[Directions]
1. In the forum thread about a vintage electrical collection, how long was the poster's apprenticeship?
2. From the forum thread about a vintage electrical collection, repeat the stretch from "15 years in" through "it, I like.".

# My Vintage/Antique electrical collection



## Nick'sElectricLLC

15 years in the trade, 5 year apprenticeship turned out of in '11, started my own company almost 2 years ago to the date, and have saved all of the old cool electrical equipment I've replaced, whether resi, commercial, industrial or while doing service. The main panel above my desktop monitor with the colored lights was given to me, I restored it. Some, I bought. All of it, I like. 

Always in the market to buy old panels. 

These pics are not necessarily in order. If anyone has some cool old stuff on their walls, post it in the comments!

This will take multiple posts to get all the pics.


----------



## Nick'sElectricLLC

Few more


----------



## Nick'sElectricLLC

few more


----------



## Nick'sElectricLLC

some more


----------



## Nick'sElectricLLC

and some more


----------



## Nick'sElectricLLC

one more. There is more, but they aren't up on the wall yet. Hope you enjoy them as much as I do


----------



## MTW




----------



## J F Go

Thanks for sharing. Lots of that sort of stuff I tossed. Kinda wish I hadn't now that I look at your collection. Going to rethink the things I come into contact with from now on.


----------



## Navyguy

Love that old stuff... If I had a store front, I would make an effort to display that stuff...

[Dataset excerpt]

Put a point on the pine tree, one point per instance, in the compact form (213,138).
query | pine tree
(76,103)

[Outputs in order]
1. Five years.

2.
15 years in the trade, 5 year apprenticeship turned out of in '11, started my own company almost 2 years ago to the date, and have saved all of the old cool electrical equipment I've replaced, whether resi, commercial, industrial or while doing service. The main panel above my desktop monitor with the colored lights was given to me, I restored it. Some, I bought. All of it, I like.